**Kutipan Teks**.
Berita
Titik Temu Sunni Syiah Dalam Kaca Mata Gus Dur
“NU adalah Syi’ah tanpa Imamah, Syi’ah adalah NU dengan Imamah.” Gus Dur
Tengah malam menjelang pagi, kota Demak masih temaram. Kala itu saya bersama seorang kawan pulang dari Semarang menuju Jepara, singgah terlebih dahulu di alun-alun Kota Demak. Menghangatkan tubuh dengan wedang ronde di pinggir jalan. Alun-alun yang berhadapan dengan Masjid Agung Kota Demak itu masih ramai para peziarah. Bahkan bis-bis dari luar kota nyaris tanpa henti berdatangan menurunkan penumpang. Belum lagi ojek dan becak berseliweran menurunkan dan menaikkan penumpang.
Masjid kuno yang dibangun oleh Raden Fatah sekitar abad ke-15 itu menjadi tujuan wisata religi, tempat tujuan ziarah bagi kaum Muslimin di Nusantara. Upaya menapak tilas sejarah dan ngalap berkah ulama di masa kejayaan Islam di Nusantara dahulu. Arsitektur masjid nan kuno, kompleks makam Raden Fatah dan kerabat raja-raja pada masa kesultanan Demak Bintoro tersebut menjadi daya tarik tersendiri, sehingga lokasi masjid dan makam nyaris tidak pernah sepi 24 jam dari para peziarah. Apalagi memasuki bulan-bulan ziarah; seperti bulan Maulid, Rajab, Syaban dan Ramadan. Kompleks masjid seakan tidak pernah tidur.

**Tugas yang Dikerjakan**.
1 – Hitung jumlah baris dalam catatan di bawah yang memuat kata "rectangular", dengan membedakan huruf besar dan kecil. Tuliskan angkanya saja.
2 – Lanjutkan tulisan tentang titik temu Sunni dan Syiah di atas, dimulai setelah kalimat terakhirnya.

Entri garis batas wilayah

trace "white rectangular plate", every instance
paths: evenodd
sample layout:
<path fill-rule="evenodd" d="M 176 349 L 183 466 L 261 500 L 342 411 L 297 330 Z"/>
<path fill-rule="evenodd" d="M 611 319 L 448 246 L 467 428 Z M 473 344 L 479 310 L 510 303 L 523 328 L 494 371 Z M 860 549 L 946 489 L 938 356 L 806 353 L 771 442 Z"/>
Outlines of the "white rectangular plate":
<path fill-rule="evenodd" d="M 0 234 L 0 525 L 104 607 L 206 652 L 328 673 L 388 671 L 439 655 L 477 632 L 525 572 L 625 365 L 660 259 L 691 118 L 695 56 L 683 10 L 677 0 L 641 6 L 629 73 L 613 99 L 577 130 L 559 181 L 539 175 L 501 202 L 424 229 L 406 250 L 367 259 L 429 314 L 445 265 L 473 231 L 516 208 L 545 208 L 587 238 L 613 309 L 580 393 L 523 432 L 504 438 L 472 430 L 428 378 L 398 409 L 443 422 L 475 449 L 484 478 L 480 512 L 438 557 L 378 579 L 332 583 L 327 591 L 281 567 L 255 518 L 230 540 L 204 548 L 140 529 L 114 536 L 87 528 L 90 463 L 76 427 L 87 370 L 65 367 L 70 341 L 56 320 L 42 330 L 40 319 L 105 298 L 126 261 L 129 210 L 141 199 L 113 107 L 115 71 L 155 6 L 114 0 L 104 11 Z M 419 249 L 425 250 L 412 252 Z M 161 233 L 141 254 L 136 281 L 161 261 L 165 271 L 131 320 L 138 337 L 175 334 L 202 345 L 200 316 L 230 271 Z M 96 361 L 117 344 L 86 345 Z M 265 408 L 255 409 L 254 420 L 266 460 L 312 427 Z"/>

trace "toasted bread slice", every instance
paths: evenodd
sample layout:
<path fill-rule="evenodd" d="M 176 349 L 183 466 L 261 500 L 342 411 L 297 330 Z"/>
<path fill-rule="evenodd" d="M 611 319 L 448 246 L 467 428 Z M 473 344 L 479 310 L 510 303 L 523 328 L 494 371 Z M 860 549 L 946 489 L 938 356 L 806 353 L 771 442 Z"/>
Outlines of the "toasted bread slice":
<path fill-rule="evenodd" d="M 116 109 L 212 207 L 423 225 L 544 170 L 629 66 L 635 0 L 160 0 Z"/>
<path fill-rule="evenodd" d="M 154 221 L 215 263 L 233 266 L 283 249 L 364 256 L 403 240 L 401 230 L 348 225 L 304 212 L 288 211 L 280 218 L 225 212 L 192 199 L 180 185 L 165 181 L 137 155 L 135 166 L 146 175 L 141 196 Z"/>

**Jawaban per Tugas**.
1 – 2

2 –
Para pedagang kebagian berkah; berbagai olahan makanan, pakaian dan souvenir menjadi ajang kreatif mencari penghidupan. Penduduk sekitar mendapat penghasilan, peziarah senang bias membelikan buah tangan untuk sanak sodara di rumah. Suasana itu mengingatkan saya dengan kota Qum dan Masyhad di Iran. Juga kota Najaf, Karbala, Samarra dan Kadzimain di Irak. Kota-kota yang tak pernah sepi dari peziarah. Suasana dan kondisi yang nyaris sama. Tradisi mereka, di Jawa khususnya, hampir tak ada beda. Kuburan menjadi tempat wisata religi. Makam berpepetan dengan masjid nan megah, dengan ornament mewah, berhias kaligrafi dan arsitektur Islami berpadu dengan gaya lokal nan kental.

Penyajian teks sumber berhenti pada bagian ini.